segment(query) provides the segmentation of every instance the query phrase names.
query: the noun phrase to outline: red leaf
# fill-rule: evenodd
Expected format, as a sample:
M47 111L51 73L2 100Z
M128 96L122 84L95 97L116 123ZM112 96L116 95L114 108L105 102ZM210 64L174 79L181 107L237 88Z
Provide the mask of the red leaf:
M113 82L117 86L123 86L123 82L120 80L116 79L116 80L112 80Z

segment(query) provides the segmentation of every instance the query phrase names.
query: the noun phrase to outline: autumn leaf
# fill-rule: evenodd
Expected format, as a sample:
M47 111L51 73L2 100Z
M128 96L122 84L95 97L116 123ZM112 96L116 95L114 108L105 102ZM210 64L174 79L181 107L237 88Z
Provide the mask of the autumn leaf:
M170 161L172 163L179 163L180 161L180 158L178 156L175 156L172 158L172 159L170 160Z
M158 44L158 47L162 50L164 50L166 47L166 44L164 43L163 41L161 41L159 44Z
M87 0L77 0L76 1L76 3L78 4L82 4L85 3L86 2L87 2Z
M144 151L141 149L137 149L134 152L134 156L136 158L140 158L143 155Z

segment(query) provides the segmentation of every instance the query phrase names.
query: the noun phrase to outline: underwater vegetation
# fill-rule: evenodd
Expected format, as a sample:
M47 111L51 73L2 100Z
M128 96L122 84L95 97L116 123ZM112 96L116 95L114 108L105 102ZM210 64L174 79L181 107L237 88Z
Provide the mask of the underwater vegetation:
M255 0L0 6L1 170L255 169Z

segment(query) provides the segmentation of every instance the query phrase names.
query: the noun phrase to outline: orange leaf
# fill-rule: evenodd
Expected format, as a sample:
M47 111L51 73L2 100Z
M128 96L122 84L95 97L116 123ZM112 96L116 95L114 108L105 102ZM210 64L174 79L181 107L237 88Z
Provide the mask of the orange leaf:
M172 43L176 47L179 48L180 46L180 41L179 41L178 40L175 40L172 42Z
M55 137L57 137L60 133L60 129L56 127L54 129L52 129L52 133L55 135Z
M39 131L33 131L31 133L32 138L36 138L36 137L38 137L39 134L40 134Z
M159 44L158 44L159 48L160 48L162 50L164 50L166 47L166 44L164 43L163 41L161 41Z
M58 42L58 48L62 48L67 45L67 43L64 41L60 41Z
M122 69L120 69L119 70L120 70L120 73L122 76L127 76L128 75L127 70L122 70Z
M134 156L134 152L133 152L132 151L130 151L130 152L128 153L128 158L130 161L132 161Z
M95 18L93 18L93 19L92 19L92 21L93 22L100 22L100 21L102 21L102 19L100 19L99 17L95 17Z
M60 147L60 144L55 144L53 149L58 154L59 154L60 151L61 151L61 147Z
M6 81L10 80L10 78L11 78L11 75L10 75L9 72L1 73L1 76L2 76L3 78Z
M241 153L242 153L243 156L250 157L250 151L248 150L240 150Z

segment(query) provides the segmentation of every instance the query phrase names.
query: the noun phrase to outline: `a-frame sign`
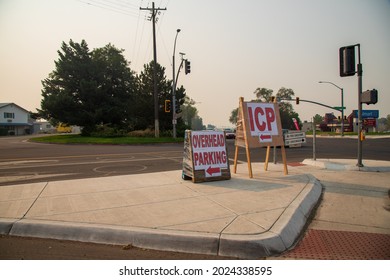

______

Exercise details: Can you output all the lines above as a numbered list, skipping the blank ones and leaving the pictures out?

Exercise result:
1. segment(query) provides the segmentation of every instance the query phrase names.
2. query: the noun phrase to outline: red leaf
3. # fill-rule: evenodd
4. Expected format, as a sample:
5. M47 111L51 73L2 100Z
6. M128 96L122 84L95 97L116 123ZM112 96L116 95L114 108L105 102ZM210 64L174 79L181 107L237 88Z
7. Provide the mask of the red leaf:
8. M113 82L117 86L123 86L123 82L120 80L116 79L116 80L112 80Z
9. segment(query) provides the segmentation of every instance the query phrase names.
10. query: the noun phrase to outline: autumn leaf
11. # fill-rule: evenodd
12. Expected format, as a sample:
13. M47 111L51 73L2 100Z
14. M128 96L122 84L95 97L116 123ZM112 96L116 95L114 108L105 102ZM210 64L174 79L181 107L237 88Z
15. Provide the mask of the autumn leaf:
16. M170 161L172 163L179 163L180 161L180 158L178 156L175 156L172 158L172 159L170 160Z
17. M158 44L158 47L162 50L164 50L166 47L166 44L164 43L163 41L161 41L159 44Z
18. M87 0L77 0L76 1L76 3L78 4L82 4L85 3L86 2L87 2Z
19. M144 151L141 149L137 149L134 152L134 156L136 158L140 158L143 155Z
20. segment(query) provides the segmentation of every instance the query phrase names.
21. query: the noun phrase to outline: underwater vegetation
22. # fill-rule: evenodd
23. Expected format, as a sample:
24. M47 111L51 73L2 100Z
25. M128 96L122 84L95 97L116 123ZM112 96L116 95L114 108L105 102ZM210 64L174 79L181 107L237 88Z
26. Provide the mask of the underwater vegetation:
27. M255 0L0 6L1 170L255 169Z
28. segment(query) provides the segmentation of every instance the query phrase names.
29. query: the noun phrase to outline: orange leaf
30. # fill-rule: evenodd
31. Expected format, as a sample:
32. M47 111L51 73L2 100Z
33. M128 96L122 84L95 97L116 123ZM112 96L116 95L114 108L105 102ZM210 64L174 79L181 107L237 88Z
34. Provide the mask of the orange leaf:
35. M172 43L176 47L179 48L180 46L180 41L179 41L178 40L175 40L172 42Z
36. M55 137L57 137L60 133L60 129L56 127L54 129L52 129L52 133L55 135Z
37. M39 131L33 131L31 133L32 138L36 138L36 137L38 137L39 134L40 134Z
38. M159 44L158 44L159 48L160 48L162 50L164 50L166 47L166 44L164 43L163 41L161 41Z
39. M58 42L58 48L62 48L67 45L67 43L64 41L60 41Z
40. M122 69L120 69L119 70L120 70L120 73L122 76L127 76L128 75L127 70L122 70Z
41. M134 156L134 152L133 152L132 151L130 151L130 152L128 153L128 158L130 161L132 161Z
42. M95 18L93 18L93 19L92 19L92 21L93 22L100 22L100 21L102 21L102 19L100 19L99 17L95 17Z
43. M60 147L60 144L55 144L53 149L58 154L59 154L60 151L61 151L61 147Z
44. M6 81L10 80L10 78L11 78L11 75L10 75L9 72L1 73L1 76L2 76L3 78Z
45. M241 153L242 153L243 156L250 157L250 151L248 150L240 150Z
46. segment(query) provides the segmentation of every instance the query phrase names.
47. query: the noun phrase to outline: `a-frame sign`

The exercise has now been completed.